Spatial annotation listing

▼

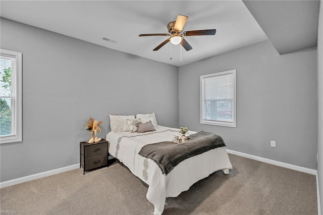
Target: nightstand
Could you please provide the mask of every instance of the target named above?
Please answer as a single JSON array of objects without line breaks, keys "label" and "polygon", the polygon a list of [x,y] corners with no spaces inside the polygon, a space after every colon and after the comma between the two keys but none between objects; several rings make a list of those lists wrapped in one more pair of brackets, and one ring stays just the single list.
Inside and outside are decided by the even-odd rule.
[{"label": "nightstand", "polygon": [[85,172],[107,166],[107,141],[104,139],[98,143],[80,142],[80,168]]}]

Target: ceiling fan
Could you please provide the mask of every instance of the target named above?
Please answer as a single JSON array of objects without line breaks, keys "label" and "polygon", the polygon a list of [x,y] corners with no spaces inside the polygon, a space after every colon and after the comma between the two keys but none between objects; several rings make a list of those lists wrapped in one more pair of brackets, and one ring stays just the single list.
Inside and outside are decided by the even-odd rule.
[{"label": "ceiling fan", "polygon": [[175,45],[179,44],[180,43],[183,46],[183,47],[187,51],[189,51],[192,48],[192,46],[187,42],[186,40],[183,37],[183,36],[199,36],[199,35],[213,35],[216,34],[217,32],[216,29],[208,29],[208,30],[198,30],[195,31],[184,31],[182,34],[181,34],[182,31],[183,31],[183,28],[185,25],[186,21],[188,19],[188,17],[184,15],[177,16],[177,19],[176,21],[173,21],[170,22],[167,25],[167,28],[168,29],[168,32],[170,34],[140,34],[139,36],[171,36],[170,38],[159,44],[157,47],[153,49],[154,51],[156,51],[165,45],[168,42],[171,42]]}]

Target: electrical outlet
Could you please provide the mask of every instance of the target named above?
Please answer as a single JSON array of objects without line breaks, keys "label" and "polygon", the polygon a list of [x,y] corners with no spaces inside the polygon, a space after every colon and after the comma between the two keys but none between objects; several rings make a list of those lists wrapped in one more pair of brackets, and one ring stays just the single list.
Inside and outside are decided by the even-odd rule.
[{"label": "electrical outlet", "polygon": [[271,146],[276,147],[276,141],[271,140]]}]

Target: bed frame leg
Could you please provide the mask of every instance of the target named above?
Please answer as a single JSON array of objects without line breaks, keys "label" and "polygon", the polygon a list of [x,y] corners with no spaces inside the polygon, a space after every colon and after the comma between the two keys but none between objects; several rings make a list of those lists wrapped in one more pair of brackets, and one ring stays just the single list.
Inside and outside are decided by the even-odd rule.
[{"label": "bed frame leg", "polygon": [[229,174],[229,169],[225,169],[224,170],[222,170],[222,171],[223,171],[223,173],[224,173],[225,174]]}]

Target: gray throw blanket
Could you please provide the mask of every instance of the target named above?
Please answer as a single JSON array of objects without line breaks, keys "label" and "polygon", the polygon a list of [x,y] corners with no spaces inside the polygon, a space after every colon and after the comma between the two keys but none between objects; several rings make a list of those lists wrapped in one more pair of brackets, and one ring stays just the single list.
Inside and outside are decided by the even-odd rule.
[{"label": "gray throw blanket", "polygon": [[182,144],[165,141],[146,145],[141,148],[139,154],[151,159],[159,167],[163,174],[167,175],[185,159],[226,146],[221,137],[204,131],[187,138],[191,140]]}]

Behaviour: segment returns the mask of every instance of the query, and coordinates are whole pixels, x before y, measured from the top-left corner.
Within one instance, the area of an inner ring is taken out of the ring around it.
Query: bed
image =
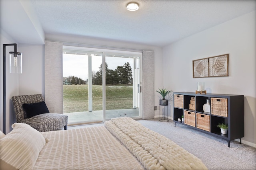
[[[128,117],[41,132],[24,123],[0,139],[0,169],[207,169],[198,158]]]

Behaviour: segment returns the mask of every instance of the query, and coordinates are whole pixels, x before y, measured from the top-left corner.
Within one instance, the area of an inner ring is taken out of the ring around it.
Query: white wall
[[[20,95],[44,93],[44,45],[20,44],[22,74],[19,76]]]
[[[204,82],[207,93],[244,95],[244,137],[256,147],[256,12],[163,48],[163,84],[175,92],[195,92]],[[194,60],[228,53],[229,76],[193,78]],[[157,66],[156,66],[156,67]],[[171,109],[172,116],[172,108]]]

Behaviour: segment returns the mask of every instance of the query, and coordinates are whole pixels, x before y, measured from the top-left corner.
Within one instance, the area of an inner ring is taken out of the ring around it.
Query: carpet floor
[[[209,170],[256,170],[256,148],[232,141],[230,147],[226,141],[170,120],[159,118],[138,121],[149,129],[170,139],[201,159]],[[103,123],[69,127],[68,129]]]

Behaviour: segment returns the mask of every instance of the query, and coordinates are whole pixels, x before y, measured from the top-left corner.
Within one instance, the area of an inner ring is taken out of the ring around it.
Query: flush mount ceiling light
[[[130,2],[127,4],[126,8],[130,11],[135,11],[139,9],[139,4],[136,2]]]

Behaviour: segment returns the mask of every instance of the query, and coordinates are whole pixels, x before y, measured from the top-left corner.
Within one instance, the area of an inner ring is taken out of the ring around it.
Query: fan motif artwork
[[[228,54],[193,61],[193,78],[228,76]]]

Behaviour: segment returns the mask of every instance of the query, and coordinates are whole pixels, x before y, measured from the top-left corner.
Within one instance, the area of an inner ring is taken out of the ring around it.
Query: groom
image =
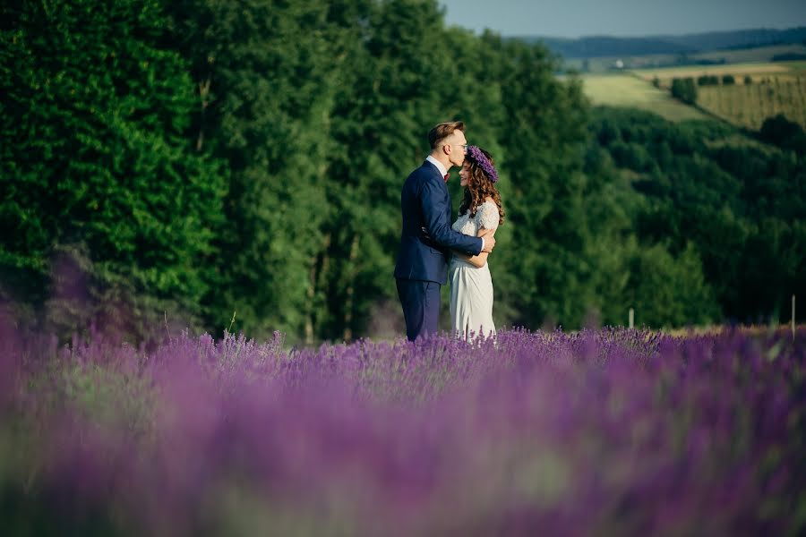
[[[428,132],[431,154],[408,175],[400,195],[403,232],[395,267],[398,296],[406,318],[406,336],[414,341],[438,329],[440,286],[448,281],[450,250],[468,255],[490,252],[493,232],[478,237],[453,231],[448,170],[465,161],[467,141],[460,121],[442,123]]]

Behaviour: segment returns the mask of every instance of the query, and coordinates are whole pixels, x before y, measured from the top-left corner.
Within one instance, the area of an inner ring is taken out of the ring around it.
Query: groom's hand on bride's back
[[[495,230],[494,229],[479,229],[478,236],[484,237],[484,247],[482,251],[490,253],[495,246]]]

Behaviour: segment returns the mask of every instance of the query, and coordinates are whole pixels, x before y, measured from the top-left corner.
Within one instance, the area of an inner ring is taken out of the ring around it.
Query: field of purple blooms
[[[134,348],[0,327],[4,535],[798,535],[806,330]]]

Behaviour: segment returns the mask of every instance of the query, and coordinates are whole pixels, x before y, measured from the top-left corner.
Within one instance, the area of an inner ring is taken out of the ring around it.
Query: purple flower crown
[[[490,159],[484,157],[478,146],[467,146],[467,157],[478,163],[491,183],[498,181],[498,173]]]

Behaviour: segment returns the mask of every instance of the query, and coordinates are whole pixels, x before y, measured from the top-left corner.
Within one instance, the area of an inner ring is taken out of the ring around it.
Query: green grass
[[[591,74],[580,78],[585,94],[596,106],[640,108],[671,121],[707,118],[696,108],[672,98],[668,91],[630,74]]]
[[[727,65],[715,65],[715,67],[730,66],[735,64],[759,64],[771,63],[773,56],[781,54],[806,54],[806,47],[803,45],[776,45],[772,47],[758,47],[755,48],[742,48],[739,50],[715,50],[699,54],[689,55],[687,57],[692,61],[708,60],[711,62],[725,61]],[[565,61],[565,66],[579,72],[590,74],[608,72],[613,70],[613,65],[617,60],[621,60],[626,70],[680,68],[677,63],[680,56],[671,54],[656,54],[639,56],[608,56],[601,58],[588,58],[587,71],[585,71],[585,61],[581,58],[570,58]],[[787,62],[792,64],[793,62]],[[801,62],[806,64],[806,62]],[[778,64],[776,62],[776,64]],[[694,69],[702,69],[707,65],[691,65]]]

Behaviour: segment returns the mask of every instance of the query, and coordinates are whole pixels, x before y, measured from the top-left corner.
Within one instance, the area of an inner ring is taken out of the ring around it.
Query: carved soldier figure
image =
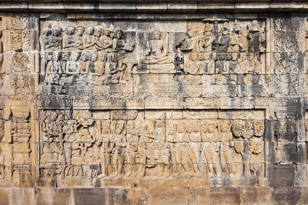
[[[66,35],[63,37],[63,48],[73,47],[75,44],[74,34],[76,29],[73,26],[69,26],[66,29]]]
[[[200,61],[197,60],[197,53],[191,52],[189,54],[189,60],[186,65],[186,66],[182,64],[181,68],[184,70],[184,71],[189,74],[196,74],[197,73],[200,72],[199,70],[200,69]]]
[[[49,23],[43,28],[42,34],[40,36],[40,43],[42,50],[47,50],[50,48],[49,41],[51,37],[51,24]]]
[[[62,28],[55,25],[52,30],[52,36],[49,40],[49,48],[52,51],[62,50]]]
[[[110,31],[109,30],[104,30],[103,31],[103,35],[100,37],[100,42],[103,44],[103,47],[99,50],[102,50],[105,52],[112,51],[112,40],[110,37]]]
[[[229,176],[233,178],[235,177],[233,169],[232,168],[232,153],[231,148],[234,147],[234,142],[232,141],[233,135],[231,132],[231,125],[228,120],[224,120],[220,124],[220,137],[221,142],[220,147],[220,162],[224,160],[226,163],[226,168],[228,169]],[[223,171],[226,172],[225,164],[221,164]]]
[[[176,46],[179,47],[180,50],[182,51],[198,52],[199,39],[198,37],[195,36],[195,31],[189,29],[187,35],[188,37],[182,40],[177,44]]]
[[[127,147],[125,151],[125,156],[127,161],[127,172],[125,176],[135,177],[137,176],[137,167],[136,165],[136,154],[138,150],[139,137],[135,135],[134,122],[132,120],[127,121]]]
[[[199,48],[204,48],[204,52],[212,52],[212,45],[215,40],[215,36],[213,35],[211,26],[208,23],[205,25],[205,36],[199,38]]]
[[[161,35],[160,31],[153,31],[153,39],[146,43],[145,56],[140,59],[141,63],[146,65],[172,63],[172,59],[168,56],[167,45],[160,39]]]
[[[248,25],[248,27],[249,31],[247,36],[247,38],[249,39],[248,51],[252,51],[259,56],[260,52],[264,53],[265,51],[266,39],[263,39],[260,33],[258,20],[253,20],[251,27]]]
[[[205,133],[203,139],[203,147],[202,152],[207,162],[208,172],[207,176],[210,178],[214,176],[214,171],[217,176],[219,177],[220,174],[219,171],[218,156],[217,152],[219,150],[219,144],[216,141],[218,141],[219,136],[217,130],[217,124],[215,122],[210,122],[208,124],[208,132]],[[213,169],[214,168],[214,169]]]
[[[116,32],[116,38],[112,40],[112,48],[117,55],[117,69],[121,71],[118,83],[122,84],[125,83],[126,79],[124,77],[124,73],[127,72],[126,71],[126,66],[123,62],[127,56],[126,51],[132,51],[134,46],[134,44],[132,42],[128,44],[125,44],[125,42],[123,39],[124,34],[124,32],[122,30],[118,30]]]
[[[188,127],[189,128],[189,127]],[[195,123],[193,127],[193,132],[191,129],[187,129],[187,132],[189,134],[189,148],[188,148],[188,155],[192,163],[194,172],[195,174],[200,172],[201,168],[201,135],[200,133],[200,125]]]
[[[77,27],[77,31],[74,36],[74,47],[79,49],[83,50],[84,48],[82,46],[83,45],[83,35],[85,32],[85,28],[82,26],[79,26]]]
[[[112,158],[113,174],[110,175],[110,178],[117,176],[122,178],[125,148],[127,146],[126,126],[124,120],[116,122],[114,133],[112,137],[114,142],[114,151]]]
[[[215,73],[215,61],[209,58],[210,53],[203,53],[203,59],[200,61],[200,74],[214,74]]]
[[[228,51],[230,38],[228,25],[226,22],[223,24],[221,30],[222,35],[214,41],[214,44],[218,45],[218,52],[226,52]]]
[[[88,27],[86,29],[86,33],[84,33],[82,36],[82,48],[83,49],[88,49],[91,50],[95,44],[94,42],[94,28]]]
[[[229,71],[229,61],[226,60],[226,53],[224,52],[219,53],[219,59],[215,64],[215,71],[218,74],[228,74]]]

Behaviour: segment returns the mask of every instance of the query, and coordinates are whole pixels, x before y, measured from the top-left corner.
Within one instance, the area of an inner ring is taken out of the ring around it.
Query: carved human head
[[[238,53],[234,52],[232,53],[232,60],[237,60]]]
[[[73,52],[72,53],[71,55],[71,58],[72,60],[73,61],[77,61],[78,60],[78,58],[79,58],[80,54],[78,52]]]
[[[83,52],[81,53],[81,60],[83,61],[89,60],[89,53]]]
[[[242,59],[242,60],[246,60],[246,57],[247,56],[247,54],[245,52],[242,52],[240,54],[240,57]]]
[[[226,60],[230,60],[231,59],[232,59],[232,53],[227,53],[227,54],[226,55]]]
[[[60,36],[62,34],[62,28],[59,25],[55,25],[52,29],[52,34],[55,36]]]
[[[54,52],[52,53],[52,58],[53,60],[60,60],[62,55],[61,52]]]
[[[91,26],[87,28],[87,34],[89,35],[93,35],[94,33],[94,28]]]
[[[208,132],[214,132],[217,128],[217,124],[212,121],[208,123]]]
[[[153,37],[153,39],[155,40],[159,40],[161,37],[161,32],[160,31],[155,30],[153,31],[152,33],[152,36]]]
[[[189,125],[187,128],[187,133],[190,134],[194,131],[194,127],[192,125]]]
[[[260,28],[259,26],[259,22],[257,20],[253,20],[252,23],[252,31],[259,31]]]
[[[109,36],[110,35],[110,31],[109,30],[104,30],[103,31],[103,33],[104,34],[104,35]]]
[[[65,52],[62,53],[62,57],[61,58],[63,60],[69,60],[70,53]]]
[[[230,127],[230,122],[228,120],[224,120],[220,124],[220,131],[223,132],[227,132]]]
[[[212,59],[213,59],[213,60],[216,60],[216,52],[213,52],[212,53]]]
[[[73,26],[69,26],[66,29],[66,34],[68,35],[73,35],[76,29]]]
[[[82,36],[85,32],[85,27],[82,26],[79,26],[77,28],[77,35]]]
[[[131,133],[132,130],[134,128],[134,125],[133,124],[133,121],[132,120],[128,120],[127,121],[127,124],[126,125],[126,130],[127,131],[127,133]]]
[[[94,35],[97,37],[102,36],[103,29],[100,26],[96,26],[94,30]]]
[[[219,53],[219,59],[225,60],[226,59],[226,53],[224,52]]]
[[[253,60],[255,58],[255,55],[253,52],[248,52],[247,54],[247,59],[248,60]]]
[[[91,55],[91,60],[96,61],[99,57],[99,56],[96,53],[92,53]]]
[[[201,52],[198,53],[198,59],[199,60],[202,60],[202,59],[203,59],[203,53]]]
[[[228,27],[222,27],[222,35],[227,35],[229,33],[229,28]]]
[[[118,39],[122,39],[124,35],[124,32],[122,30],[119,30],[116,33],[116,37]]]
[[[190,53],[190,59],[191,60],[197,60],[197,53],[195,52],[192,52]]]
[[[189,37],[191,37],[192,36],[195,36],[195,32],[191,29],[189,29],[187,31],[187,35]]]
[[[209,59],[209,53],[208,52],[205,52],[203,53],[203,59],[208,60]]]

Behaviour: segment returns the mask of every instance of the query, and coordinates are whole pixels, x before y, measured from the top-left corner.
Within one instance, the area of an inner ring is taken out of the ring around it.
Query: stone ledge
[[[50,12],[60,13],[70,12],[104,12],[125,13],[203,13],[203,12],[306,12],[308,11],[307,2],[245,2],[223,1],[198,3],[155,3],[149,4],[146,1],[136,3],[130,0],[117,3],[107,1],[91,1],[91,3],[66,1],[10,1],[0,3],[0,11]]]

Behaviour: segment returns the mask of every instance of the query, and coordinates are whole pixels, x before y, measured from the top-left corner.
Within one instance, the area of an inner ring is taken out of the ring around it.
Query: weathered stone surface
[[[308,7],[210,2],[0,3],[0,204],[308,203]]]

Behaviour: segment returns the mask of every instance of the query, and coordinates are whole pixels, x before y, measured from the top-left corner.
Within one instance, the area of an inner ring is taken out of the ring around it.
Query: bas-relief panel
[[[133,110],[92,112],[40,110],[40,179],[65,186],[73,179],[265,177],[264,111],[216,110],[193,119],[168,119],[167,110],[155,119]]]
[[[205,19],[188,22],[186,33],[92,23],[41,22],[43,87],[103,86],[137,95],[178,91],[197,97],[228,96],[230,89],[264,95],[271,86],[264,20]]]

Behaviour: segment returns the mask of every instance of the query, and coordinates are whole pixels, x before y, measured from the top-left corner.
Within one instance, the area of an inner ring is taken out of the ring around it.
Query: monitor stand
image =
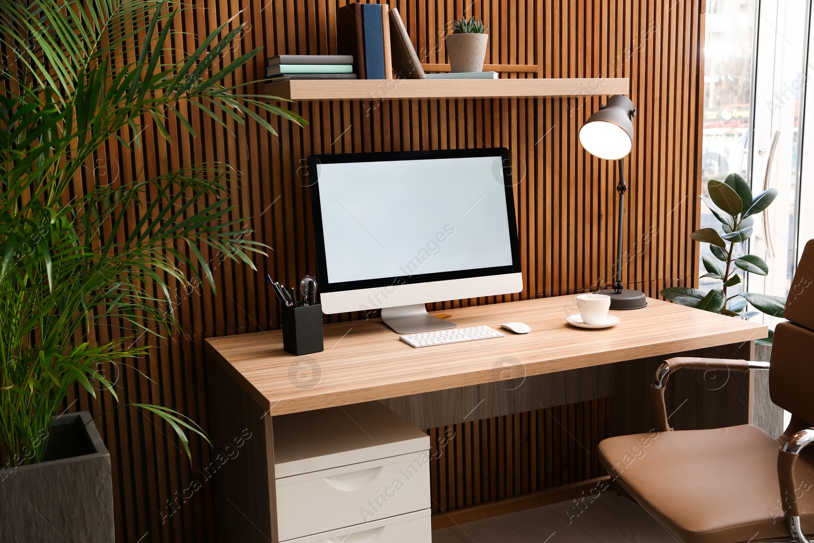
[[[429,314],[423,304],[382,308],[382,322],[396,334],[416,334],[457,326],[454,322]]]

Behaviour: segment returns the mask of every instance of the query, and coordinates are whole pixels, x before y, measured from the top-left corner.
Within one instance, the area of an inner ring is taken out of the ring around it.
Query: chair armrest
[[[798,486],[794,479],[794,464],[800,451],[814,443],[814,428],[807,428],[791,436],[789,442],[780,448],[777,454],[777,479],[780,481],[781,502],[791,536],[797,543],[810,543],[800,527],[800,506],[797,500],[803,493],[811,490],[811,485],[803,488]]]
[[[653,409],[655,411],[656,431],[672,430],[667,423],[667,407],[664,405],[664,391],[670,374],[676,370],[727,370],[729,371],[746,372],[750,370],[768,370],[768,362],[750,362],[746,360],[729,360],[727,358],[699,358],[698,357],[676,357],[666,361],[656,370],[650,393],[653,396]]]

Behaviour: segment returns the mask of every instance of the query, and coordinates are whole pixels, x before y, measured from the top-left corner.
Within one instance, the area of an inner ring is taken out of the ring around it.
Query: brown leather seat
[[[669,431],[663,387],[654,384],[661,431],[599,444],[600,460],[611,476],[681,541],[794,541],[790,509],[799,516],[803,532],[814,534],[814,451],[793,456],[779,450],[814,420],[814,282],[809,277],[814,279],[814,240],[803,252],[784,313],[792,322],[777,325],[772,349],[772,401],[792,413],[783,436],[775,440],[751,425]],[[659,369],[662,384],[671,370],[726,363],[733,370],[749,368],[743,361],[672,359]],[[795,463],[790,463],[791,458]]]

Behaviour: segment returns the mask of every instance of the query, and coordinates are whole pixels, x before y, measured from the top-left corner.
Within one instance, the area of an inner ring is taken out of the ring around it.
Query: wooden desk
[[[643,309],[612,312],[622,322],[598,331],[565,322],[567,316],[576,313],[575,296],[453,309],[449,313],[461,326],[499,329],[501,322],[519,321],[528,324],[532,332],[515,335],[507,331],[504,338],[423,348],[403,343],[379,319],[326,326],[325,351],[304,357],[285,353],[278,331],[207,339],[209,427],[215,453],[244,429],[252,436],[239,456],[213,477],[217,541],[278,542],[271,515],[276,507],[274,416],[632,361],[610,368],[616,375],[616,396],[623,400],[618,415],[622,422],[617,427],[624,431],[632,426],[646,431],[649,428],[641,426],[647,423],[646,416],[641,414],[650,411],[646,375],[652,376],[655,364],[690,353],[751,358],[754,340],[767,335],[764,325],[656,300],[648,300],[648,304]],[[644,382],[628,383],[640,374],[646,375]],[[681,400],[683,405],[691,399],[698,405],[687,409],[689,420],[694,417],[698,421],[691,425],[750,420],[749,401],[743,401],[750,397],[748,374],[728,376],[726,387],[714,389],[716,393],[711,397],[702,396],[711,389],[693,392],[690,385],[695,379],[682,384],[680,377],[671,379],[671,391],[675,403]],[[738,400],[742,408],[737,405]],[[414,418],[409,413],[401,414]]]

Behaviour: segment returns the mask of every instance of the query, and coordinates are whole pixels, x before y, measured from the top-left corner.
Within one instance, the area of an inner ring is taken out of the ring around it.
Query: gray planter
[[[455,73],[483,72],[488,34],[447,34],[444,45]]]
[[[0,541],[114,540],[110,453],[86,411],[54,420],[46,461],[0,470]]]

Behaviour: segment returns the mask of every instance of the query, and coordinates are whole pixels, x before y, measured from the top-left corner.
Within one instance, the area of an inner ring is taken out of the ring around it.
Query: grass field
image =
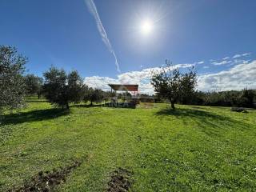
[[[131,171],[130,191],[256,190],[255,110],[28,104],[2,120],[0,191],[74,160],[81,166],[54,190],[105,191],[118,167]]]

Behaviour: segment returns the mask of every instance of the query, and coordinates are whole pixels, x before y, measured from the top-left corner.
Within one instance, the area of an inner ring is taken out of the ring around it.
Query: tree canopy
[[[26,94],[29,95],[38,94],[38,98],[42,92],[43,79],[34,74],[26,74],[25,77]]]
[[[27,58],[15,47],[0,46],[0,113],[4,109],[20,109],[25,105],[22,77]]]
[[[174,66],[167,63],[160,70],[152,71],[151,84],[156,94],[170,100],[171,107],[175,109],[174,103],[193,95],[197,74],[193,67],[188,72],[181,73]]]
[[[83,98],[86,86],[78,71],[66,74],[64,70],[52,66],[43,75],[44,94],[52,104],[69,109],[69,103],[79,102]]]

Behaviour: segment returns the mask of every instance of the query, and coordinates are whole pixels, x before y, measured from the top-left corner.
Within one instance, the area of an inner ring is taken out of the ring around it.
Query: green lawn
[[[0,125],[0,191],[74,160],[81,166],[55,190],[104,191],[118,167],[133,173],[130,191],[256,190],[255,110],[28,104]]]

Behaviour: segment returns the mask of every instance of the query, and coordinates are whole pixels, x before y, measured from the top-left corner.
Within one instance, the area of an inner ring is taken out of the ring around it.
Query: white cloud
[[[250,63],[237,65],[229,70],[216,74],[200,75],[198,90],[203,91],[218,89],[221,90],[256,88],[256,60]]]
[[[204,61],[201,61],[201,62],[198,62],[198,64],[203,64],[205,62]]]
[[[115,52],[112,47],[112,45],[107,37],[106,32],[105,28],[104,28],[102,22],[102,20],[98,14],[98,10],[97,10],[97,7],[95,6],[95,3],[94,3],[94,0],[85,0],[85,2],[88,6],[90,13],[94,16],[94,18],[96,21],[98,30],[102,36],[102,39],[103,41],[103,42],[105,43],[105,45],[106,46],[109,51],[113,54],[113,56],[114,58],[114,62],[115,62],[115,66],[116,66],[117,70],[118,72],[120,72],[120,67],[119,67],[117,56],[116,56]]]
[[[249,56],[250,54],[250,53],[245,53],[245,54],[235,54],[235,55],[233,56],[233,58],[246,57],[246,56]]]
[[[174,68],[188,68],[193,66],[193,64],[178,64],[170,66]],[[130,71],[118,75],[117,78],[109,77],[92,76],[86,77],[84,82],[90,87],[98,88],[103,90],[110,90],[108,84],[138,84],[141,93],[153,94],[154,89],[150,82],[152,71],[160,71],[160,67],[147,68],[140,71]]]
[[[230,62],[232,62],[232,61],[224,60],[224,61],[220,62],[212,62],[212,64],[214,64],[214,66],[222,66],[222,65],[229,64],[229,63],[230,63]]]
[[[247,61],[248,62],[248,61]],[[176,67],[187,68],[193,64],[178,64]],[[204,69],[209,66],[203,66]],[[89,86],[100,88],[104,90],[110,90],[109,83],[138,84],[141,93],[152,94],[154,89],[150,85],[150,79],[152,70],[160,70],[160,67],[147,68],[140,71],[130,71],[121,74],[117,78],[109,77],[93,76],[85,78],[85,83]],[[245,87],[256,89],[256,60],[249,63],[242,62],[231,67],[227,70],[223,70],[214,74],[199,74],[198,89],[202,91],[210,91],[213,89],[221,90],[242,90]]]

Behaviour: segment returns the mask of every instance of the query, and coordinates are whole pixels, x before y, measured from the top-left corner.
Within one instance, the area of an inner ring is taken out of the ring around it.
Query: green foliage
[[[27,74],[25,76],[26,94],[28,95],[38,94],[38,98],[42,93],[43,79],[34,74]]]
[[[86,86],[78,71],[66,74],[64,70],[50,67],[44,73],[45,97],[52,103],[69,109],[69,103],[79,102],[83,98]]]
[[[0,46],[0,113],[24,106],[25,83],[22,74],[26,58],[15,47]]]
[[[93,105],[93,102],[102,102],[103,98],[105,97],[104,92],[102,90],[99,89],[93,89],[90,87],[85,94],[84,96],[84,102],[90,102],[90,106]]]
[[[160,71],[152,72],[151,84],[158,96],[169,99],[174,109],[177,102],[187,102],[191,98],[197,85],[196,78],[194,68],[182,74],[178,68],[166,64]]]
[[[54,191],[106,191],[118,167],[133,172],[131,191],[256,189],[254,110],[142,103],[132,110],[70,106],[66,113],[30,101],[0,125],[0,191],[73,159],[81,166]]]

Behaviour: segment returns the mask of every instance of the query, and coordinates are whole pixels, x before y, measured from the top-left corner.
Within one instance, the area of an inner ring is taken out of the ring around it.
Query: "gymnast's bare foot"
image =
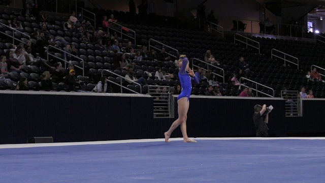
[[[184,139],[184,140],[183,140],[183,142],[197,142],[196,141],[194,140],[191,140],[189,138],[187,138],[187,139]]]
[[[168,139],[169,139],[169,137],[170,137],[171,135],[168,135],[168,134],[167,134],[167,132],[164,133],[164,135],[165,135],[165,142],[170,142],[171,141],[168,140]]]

▲

- [Objective]
Count the lines in the listing above that contain the string "stone", with case mattering, and give only the number.

- [Output for this exercise]
2